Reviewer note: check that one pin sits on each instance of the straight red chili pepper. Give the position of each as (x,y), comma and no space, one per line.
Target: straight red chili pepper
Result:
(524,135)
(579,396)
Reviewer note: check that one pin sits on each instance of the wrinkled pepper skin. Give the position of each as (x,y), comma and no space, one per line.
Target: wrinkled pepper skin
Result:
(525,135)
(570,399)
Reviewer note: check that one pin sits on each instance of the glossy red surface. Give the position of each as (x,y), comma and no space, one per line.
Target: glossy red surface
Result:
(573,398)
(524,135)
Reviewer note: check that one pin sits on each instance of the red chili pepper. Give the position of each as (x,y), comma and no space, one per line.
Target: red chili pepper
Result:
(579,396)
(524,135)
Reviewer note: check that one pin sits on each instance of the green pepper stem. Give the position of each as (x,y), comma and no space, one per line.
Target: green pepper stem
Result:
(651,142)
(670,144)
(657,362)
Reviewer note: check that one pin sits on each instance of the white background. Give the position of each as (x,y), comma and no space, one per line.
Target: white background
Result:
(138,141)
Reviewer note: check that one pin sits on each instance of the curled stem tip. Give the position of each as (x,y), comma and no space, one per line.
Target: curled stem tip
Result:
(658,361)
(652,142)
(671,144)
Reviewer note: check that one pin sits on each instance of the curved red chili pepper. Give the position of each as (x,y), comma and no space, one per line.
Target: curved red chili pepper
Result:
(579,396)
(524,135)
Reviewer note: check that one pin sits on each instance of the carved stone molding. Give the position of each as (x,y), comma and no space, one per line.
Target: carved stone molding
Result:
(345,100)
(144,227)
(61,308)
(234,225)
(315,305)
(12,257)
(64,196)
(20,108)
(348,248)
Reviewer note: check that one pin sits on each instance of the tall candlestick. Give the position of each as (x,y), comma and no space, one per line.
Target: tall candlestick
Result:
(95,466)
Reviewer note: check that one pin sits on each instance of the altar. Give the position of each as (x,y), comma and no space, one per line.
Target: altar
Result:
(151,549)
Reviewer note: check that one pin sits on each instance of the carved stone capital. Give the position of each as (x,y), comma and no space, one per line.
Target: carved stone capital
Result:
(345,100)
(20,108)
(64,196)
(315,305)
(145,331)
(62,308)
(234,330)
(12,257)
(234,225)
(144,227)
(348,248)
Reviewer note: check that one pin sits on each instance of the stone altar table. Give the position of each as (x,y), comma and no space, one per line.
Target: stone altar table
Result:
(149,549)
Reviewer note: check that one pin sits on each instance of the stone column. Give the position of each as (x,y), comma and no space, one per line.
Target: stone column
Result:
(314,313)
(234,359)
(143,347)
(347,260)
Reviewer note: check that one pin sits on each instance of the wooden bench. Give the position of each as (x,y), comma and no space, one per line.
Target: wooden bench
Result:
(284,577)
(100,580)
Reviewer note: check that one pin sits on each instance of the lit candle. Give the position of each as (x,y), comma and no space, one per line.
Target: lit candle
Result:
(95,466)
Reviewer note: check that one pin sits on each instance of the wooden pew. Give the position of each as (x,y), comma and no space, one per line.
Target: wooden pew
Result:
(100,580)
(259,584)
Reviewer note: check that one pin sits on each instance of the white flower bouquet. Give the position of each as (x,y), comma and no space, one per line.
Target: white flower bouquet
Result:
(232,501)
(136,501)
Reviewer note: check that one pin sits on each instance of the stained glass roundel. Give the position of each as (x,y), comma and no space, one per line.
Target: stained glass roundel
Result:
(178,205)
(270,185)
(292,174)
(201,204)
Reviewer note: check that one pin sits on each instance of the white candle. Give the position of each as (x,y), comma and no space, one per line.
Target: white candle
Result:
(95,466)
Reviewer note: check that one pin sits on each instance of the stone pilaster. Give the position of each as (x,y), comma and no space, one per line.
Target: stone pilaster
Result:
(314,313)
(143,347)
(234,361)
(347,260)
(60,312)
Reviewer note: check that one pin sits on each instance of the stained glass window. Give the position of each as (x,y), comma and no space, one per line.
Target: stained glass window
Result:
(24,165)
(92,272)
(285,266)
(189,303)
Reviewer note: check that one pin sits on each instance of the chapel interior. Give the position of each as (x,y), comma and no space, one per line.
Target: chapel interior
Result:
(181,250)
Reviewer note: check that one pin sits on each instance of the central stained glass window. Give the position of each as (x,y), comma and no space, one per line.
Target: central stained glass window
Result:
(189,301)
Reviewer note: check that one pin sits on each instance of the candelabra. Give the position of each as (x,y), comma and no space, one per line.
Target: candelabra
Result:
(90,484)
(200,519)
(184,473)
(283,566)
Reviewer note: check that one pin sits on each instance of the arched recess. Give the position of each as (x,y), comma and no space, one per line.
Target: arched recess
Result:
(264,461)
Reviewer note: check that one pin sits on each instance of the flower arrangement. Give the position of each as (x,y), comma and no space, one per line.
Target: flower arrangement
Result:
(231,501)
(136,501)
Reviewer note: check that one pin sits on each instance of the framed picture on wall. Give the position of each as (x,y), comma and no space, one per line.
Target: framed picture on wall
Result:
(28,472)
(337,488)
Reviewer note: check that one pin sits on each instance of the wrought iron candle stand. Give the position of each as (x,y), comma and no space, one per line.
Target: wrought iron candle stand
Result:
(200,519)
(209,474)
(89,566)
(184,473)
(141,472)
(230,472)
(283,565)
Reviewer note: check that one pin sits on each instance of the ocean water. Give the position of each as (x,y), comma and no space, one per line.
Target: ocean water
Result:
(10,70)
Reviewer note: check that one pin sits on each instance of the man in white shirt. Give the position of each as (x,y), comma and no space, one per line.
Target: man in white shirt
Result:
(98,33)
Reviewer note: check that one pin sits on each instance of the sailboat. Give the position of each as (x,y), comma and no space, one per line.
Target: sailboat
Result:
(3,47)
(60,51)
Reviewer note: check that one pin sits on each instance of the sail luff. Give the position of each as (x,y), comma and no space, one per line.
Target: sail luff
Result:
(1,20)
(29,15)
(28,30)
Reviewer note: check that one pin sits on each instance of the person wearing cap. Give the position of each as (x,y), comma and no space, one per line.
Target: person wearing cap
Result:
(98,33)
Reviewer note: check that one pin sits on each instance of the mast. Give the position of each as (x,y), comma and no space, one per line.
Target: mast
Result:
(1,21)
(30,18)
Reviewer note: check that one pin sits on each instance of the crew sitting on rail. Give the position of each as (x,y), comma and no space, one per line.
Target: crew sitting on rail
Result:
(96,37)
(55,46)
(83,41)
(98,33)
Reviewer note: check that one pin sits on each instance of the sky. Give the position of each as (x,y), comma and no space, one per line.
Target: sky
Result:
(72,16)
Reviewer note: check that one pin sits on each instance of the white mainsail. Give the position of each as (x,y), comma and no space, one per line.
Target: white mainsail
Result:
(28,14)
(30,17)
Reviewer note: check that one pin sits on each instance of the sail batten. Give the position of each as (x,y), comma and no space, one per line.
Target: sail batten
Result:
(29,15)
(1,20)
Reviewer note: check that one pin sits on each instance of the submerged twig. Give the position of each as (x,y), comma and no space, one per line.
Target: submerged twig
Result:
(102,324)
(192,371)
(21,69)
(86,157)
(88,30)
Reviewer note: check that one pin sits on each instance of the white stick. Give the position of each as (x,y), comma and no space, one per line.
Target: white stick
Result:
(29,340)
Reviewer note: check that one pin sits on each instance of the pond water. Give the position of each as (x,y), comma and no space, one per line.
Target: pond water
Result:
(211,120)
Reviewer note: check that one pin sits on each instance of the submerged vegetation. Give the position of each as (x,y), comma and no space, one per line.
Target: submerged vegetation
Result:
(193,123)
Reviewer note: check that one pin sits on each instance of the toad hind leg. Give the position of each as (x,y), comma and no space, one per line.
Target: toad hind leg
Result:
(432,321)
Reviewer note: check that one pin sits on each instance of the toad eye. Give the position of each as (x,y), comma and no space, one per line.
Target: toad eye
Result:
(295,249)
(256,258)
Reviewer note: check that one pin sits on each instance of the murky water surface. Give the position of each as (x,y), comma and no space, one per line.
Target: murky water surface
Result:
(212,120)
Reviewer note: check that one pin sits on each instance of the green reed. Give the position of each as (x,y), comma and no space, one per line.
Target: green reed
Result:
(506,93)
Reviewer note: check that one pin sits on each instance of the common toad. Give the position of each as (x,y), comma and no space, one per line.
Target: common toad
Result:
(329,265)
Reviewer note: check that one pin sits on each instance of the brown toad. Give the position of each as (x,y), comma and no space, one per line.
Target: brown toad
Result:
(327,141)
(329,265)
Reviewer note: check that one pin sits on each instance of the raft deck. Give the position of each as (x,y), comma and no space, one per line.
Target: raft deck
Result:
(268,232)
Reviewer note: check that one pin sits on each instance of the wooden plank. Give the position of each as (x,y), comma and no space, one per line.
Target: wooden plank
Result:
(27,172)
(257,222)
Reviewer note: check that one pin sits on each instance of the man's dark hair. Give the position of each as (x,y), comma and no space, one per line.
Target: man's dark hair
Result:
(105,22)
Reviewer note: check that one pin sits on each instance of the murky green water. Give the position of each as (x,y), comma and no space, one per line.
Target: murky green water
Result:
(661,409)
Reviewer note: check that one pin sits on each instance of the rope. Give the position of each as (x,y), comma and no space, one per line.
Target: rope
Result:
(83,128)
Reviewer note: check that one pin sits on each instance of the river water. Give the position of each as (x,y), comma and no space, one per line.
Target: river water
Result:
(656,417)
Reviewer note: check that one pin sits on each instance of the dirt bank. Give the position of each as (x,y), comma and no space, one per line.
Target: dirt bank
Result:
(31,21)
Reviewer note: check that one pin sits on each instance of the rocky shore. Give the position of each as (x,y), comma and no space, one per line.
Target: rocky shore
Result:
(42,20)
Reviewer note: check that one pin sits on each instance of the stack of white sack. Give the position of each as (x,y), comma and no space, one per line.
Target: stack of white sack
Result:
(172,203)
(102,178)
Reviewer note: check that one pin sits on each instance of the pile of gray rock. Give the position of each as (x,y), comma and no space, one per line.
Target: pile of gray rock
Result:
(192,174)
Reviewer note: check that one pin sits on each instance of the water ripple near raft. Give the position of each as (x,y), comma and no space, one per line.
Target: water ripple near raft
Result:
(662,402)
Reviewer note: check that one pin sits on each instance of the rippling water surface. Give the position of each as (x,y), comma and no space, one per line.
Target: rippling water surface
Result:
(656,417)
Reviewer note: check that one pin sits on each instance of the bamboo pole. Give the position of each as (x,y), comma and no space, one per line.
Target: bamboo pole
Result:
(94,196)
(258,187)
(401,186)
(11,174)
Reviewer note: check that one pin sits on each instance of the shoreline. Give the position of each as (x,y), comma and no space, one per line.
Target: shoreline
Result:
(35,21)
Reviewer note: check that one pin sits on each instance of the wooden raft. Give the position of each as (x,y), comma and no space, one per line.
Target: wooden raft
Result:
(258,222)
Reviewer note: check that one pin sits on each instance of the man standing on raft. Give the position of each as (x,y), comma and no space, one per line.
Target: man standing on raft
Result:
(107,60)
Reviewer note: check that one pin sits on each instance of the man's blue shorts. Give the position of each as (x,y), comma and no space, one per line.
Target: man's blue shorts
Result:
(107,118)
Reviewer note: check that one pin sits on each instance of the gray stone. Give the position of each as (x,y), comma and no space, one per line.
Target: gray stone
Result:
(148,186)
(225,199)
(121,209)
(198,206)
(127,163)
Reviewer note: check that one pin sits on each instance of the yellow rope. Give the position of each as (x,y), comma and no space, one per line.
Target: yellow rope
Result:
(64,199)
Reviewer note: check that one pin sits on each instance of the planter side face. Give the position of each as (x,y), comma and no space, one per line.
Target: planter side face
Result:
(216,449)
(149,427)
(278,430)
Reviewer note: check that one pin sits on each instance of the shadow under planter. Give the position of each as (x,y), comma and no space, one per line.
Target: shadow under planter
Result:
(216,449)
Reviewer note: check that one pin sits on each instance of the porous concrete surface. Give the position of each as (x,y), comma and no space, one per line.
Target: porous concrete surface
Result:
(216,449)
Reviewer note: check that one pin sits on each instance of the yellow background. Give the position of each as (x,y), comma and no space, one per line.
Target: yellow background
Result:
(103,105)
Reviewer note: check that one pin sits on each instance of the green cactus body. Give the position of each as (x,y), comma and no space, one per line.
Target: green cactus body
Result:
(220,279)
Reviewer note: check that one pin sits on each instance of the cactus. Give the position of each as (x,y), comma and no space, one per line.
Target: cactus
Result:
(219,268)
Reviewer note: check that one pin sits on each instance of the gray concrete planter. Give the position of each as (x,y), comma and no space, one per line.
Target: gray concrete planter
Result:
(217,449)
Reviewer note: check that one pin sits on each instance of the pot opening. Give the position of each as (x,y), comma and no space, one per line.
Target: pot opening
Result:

### STATED TASK
Nothing but the lines from the line with "of the porous" to the last line of the listing above should appear; please retype them exactly, both ends included.

### PROBLEM SOLUTION
Reviewer note: check that one pin sits on each instance of the porous concrete surface. Give the position of each as (x,y), comma and no space, one per line.
Target: porous concrete surface
Result:
(216,449)
Reviewer note: check that one pin sits on each instance of the yellow background. Give the position of each as (x,y), comma and no space, one per line.
Target: yellow background
Result:
(103,105)
Reviewer note: check that one pin sits on each instance of the green cactus body. Give the position of each as (x,y), comma and no space, one per line.
Target: green cactus body
Result:
(220,279)
Reviewer note: check that one pin sits on each instance of the cactus. Give the position of each as (x,y), comma and no space, one per line.
Target: cactus
Result:
(219,268)
Reviewer note: check that one pin sits on each instance of the gray concrete planter. Give the position of each as (x,y), comma and no space, one per line.
Target: gray concrete planter
Result:
(217,449)
Reviewer note: check that one pin sits on each instance of the pot opening. Give the position of each as (x,y), comma and no space, one per line.
Target: pot opening
Result:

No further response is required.